§ To do
Include in the output the line containing "the brick house" and each subsequent line of the records, through the end, transcribed exactly. Add nothing else.

## START Input records

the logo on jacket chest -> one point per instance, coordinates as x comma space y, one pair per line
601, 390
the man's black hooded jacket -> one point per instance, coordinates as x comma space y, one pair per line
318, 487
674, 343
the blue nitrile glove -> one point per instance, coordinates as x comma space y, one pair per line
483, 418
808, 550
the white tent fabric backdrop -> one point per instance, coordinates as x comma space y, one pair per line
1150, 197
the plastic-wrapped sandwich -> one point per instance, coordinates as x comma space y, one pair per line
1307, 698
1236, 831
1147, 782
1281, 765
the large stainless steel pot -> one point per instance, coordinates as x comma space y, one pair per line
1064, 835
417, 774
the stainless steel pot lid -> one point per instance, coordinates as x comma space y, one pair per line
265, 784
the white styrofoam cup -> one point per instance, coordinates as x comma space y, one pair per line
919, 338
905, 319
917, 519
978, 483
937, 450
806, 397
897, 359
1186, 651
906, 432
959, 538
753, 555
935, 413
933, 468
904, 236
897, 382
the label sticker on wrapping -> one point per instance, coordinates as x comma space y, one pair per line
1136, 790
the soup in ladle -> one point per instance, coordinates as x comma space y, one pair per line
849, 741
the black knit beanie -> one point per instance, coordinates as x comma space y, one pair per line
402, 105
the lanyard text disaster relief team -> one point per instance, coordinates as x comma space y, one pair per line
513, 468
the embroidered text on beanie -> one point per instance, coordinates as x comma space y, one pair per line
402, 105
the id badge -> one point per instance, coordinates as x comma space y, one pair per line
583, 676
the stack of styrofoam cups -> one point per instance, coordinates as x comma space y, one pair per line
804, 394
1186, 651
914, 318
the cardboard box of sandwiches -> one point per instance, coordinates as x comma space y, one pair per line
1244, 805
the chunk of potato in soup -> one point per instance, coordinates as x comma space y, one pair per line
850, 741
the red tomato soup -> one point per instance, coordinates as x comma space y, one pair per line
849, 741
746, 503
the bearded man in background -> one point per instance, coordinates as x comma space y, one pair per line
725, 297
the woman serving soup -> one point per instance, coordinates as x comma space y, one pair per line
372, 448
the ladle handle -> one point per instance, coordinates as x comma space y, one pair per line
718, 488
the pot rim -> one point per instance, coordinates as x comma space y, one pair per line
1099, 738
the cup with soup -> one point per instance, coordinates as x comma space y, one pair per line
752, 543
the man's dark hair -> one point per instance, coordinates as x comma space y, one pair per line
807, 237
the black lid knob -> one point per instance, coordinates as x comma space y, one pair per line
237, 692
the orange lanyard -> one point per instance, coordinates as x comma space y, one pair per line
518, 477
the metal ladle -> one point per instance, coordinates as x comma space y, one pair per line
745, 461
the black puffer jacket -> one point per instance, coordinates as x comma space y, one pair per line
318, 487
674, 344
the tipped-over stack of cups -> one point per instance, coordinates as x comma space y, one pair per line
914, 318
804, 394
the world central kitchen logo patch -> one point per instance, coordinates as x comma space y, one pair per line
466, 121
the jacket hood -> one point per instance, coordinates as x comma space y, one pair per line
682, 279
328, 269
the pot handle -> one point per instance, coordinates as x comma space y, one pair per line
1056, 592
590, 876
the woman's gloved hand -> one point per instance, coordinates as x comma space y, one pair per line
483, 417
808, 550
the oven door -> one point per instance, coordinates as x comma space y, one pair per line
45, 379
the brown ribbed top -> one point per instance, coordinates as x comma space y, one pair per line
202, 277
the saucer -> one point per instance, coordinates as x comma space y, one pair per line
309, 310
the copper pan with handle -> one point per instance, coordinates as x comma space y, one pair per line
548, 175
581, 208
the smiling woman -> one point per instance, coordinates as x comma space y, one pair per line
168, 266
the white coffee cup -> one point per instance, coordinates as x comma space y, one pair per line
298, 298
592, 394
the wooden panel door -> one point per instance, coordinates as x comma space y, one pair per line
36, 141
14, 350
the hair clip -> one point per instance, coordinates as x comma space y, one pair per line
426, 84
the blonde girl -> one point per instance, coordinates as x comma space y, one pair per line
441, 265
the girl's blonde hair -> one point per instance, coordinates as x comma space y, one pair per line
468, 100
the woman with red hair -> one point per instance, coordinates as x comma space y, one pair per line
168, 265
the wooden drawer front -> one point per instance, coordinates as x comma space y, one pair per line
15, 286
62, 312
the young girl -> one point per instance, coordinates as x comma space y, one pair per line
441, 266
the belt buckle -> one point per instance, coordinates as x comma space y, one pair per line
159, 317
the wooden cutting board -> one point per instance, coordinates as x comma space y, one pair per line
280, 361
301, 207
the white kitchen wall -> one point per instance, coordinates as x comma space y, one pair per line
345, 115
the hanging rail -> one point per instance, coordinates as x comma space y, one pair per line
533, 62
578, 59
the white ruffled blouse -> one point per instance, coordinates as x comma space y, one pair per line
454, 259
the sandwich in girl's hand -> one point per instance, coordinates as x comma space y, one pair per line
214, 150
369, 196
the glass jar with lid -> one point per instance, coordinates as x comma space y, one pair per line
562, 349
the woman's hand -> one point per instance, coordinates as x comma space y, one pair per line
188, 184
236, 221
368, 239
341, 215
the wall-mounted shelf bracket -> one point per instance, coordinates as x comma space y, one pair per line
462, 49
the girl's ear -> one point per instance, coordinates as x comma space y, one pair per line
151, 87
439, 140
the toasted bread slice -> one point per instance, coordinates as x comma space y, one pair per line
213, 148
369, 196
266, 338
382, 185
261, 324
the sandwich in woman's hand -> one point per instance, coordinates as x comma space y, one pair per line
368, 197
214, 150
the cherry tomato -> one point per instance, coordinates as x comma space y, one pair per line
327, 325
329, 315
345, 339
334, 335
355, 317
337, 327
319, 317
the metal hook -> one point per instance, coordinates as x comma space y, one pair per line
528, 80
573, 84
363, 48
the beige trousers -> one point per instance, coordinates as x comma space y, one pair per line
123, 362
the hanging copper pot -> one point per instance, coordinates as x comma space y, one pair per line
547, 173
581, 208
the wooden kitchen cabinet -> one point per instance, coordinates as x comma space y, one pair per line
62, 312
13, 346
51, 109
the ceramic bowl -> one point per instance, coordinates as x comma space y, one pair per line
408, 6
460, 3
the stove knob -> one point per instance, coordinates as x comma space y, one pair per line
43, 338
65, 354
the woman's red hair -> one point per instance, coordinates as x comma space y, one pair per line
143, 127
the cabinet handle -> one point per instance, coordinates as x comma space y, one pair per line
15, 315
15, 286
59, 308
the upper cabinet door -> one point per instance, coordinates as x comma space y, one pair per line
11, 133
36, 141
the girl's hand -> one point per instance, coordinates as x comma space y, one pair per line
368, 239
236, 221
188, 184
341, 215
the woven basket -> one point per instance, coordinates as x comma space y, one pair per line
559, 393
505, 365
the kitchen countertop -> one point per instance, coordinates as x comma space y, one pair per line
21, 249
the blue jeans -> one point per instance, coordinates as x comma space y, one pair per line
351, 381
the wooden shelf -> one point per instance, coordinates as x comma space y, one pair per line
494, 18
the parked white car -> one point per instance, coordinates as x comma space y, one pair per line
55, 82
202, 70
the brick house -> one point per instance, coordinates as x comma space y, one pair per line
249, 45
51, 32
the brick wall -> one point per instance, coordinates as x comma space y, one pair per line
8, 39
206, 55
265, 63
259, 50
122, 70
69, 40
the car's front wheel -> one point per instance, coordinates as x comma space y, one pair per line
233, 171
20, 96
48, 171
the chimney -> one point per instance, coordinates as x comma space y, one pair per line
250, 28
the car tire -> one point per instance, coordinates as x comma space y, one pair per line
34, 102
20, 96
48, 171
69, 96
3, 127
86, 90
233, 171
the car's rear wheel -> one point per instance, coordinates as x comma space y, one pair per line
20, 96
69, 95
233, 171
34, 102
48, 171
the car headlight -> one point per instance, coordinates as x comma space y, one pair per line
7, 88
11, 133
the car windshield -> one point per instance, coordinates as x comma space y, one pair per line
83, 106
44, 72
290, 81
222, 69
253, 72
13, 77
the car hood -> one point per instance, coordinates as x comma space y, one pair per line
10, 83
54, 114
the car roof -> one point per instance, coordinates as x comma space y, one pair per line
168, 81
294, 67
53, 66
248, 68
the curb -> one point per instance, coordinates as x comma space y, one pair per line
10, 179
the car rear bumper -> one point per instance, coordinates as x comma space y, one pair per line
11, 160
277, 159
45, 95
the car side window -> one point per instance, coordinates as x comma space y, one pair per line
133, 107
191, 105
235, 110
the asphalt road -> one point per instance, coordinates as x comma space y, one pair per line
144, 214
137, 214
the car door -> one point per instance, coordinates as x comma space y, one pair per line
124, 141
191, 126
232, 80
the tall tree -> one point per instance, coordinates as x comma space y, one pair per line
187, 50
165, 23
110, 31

## END Input records

§ Solution to the exercise
the brick house -> one point per instance, coordinates as x comma space y, one pair per line
249, 45
51, 32
the brick wall -> one point per instance, coordinates as x comma space y, one pair per line
8, 39
206, 55
265, 63
259, 50
122, 70
69, 40
the car's front wheel -> one point per instance, coordinates as x comma space y, one pair per line
233, 171
20, 96
48, 171
the chimney -> one point per instance, coordinates as x comma space y, one pair per line
250, 28
the car tire -> one point per instance, coordinates as x comma space y, one pair per line
34, 102
20, 96
48, 171
69, 96
3, 127
86, 90
233, 171
the car's rear wheel -> one point per instance, coordinates as x comma space y, one pair per line
20, 96
69, 95
233, 171
34, 102
48, 171
the car headlight -> one point per instance, coordinates as x comma space y, one pair per line
7, 88
11, 133
the car windshield -> one point per instance, coordinates as x comma space y, one pair per line
83, 106
44, 72
290, 81
222, 69
253, 72
13, 77
the car hood -> one point per instance, coordinates as x comma space y, one pair per line
10, 83
54, 114
the car roof -> one point per instance, coordinates as x comma space y, one pair per line
168, 81
294, 67
53, 66
248, 68
the curb -> one point per instance, coordinates as x comma space y, one pair per line
10, 179
the car rear bumper -> one point per instance, coordinates as x comma space y, one pair per line
11, 160
277, 159
45, 95
the car side window -> one point per instance, coordinates as x comma space y, one pair per line
133, 107
191, 105
235, 110
the asphalt road -> one point per instance, coordinates as x comma space y, one pair per line
144, 214
137, 214
the car door -> one point per instance, coordinates as x comma space y, one pair per line
124, 141
191, 126
232, 80
the tall tree -> one point per instance, coordinates as x comma space y, one pair per line
187, 50
165, 23
110, 31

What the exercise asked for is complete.